▶ [Short problem] Render the data below as a JSON list of strings, one string per line, skipping blank lines. Begin at the line that has "indicate the blue" and stop after the line that has "column 192, row 202".

▶ [Entries shown]

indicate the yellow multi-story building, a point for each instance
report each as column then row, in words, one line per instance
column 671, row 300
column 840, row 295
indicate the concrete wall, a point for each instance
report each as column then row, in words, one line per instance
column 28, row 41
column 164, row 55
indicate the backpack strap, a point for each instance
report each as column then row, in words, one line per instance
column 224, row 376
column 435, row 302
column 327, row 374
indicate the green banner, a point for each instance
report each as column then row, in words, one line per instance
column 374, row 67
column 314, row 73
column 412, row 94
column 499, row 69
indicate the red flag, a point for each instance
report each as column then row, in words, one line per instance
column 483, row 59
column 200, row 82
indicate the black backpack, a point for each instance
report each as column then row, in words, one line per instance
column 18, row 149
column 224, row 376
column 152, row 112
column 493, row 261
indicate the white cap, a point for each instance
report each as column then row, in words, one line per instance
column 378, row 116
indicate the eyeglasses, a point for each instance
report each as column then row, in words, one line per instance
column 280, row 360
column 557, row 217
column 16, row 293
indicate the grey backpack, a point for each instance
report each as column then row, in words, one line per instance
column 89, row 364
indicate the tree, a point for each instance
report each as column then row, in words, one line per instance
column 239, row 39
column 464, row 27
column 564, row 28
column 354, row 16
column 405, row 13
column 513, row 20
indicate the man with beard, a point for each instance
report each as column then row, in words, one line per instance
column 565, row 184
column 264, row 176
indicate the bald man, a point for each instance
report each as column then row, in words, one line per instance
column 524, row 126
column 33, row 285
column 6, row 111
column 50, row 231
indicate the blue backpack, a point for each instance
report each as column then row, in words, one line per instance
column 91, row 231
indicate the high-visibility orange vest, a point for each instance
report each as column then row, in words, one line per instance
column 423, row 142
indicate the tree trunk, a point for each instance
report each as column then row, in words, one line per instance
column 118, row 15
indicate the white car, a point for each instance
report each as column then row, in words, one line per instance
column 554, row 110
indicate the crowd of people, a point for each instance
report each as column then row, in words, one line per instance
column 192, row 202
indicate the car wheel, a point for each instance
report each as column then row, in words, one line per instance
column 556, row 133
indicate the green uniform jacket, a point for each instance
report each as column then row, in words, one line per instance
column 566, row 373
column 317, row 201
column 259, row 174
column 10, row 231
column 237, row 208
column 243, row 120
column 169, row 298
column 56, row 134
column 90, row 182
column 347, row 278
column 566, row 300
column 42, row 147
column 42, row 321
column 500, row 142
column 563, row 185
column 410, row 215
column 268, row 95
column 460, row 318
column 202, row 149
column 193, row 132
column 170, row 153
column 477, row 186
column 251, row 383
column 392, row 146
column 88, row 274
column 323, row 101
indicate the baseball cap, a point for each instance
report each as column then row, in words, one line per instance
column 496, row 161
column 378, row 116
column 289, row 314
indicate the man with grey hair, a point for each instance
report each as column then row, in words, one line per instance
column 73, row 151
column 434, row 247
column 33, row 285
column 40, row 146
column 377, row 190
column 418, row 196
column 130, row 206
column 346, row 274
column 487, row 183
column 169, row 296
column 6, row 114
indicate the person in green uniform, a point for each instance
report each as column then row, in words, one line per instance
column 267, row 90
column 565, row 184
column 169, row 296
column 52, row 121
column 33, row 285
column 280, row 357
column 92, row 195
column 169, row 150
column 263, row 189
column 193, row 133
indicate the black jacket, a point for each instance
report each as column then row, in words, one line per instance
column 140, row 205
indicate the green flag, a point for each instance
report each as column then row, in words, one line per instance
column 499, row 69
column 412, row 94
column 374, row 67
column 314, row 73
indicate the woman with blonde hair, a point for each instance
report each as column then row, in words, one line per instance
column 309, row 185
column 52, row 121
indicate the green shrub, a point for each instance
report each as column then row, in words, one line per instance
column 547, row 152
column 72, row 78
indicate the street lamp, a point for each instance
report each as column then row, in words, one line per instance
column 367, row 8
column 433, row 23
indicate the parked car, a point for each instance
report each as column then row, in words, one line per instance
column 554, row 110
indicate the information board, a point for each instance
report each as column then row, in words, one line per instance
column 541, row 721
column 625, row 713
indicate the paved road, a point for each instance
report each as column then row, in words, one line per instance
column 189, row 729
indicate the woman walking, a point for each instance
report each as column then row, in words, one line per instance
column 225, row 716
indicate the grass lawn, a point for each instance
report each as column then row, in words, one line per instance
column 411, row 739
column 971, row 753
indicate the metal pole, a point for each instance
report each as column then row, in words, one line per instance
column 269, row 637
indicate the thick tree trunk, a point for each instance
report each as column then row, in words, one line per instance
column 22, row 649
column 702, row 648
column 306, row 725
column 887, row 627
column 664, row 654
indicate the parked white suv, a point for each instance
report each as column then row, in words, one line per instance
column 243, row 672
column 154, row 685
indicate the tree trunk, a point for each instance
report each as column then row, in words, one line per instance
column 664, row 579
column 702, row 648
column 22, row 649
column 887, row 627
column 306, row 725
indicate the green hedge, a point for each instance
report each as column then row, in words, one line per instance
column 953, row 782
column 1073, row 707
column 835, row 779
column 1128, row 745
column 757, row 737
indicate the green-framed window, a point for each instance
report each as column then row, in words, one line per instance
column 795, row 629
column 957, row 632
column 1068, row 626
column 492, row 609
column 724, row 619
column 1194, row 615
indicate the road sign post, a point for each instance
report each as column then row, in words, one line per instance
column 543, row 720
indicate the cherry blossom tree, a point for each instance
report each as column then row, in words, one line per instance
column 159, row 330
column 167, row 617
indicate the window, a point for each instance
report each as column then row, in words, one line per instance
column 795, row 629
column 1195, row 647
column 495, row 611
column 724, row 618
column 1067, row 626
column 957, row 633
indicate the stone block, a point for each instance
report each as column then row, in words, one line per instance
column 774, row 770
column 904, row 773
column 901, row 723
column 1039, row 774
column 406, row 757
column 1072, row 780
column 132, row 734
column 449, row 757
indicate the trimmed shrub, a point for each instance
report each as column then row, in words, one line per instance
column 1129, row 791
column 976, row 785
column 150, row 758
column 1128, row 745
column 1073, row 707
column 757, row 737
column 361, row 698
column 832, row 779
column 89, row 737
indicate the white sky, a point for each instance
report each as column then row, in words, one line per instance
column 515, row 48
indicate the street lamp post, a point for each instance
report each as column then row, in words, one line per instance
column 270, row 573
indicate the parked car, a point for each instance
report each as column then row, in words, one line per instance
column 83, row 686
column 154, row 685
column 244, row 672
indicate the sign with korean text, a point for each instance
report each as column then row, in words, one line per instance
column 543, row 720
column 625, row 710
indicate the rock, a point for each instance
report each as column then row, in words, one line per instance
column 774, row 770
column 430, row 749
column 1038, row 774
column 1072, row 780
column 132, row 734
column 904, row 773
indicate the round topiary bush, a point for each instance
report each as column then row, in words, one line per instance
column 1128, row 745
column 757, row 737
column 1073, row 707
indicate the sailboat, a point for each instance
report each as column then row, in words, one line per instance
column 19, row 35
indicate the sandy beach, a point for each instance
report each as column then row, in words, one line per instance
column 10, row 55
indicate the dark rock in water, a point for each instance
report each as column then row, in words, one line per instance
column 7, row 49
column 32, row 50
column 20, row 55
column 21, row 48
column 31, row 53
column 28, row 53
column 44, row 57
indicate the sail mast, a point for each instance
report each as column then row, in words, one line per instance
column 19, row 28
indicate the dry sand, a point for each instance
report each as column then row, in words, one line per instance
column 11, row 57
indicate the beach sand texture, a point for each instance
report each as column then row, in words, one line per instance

▶ [Correct answer]
[
  "indicate the blue backpack, a point for each instance",
  "report each as column then row, in words, one line per instance",
  "column 91, row 231",
  "indicate the high-visibility orange vest, a point for each instance",
  "report each as column then row, in words, one line per instance",
  "column 423, row 142",
  "indicate the tree trunk, a point for each instance",
  "report each as column then row, in words, one line per instance",
  "column 118, row 15",
  "indicate the white car, a point for each instance",
  "report each as column then row, in words, one line per instance",
  "column 554, row 110",
  "indicate the crowd of people, a point for each instance",
  "report each as column then row, in words, one line per instance",
  "column 192, row 202"
]